» 課題要件:
下にある歯の神経の治療についての文章を、全文そのまま一字も変えずに返すこと。

» 読む文章:
________

悶絶の苦しみに耐えぬき治療後はグッタリし放心状態。
まるでボロ雑巾。泥酔した朝帰りのようにヨロヨロしながら帰宅した。
先生の話によれば虫歯により神経が破壊されるのが通常だが、ストレスや外的な刺激によっても歯の神経はダメージをうけるらしい。
う~~ん、確かに、よく考えると歯は常時負荷がかかっている気もする。すごい力が掛かるのは何も固い物を噛むときには限らない。
運動する時、筋トレする時、パソコンを打っている時、そして睡眠中にも知らず知らずに歯を食いしばっているかもしれないなぁ……。
ストレスや疲れ、不規則な生活により人は歯ぎしりや食いしばりをしてしまうらしい。
その睡眠時の歯軋り、噛む力は特にハンパではないようだ。
つまり身体は休んでいても歯の神経は興奮状態、神経が休まらないとはこのことか?
そして、歯軋りの圧力に歯が耐えられなくなってダメージをうけ続けた神経は壊死し、そのうち腐敗する仕組み。
それを放置しておけば炎症が起こり歯髄炎、顎骨骨髄炎へと悪化したりする。
今回はそのご臨終となってしまった神経を取る、つまり抜髄の治療を行ったわけだか、それで「終了~」ではない!

________

» 抜粋データ:
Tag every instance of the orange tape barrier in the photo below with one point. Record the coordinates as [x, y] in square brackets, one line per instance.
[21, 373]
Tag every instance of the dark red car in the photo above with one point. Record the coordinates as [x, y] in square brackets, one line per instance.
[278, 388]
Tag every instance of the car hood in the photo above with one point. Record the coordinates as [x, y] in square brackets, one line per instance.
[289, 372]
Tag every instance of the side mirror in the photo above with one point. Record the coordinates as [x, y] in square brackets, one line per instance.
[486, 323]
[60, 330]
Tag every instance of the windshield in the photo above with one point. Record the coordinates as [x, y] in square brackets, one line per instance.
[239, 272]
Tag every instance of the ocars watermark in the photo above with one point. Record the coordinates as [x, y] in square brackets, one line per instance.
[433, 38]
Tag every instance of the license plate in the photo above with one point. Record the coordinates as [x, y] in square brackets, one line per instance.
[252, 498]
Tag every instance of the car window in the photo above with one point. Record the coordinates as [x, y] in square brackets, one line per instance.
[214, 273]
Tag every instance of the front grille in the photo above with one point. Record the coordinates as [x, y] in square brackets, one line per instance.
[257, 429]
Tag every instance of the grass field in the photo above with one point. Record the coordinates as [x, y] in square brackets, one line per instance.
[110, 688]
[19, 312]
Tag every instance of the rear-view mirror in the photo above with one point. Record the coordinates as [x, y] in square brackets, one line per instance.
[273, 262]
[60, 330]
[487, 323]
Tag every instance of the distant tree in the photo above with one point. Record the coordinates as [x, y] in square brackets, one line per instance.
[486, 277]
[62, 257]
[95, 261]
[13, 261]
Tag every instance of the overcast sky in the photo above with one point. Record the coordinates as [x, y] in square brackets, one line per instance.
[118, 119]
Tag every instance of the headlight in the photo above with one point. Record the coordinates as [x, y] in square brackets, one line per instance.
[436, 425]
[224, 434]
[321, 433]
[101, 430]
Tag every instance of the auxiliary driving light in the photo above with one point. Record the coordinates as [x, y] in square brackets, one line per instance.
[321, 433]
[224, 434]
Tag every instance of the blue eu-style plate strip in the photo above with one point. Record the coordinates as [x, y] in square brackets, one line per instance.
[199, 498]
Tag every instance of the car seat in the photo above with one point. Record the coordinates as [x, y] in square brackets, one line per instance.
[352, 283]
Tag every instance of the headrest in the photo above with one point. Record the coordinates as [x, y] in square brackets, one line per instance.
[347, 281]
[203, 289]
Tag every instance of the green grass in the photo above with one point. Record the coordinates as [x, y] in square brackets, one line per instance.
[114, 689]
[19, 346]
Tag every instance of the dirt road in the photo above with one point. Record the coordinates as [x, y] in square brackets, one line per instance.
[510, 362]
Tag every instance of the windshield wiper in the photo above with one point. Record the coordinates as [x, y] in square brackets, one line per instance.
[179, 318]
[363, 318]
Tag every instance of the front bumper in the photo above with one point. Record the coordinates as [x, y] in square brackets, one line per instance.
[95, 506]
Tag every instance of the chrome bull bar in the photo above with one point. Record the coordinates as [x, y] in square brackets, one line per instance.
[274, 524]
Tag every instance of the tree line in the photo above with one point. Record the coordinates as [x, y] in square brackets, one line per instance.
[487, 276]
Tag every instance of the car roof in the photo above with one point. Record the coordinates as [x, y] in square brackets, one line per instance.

________

» 解答欄:
悶絶の苦しみに耐えぬき治療後はグッタリし放心状態。
まるでボロ雑巾。泥酔した朝帰りのようにヨロヨロしながら帰宅した。
先生の話によれば虫歯により神経が破壊されるのが通常だが、ストレスや外的な刺激によっても歯の神経はダメージをうけるらしい。
う~~ん、確かに、よく考えると歯は常時負荷がかかっている気もする。すごい力が掛かるのは何も固い物を噛むときには限らない。
運動する時、筋トレする時、パソコンを打っている時、そして睡眠中にも知らず知らずに歯を食いしばっているかもしれないなぁ……。
ストレスや疲れ、不規則な生活により人は歯ぎしりや食いしばりをしてしまうらしい。
その睡眠時の歯軋り、噛む力は特にハンパではないようだ。
つまり身体は休んでいても歯の神経は興奮状態、神経が休まらないとはこのことか?
そして、歯軋りの圧力に歯が耐えられなくなってダメージをうけ続けた神経は壊死し、そのうち腐敗する仕組み。
それを放置しておけば炎症が起こり歯髄炎、顎骨骨髄炎へと悪化したりする。
今回はそのご臨終となってしまった神経を取る、つまり抜髄の治療を行ったわけだか、それで「終了~」ではない!